## EXERCISE DATA
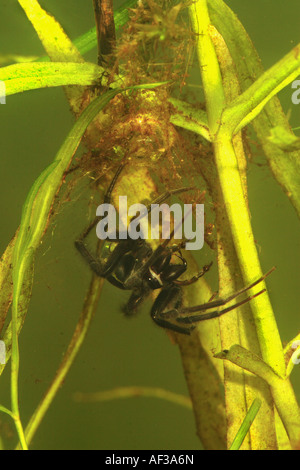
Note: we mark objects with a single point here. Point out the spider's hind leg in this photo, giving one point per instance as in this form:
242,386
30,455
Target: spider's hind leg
167,318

## TASK DETAILS
Make a word-for-word repeat of the material, skipping all pictures.

## ANSWER TO THIS TASK
Note: we mark objects with a single point here. Point out the spider's hind leg in this photo, giving one point per instance as in this form:
242,386
30,455
Target: spider's hind leg
167,318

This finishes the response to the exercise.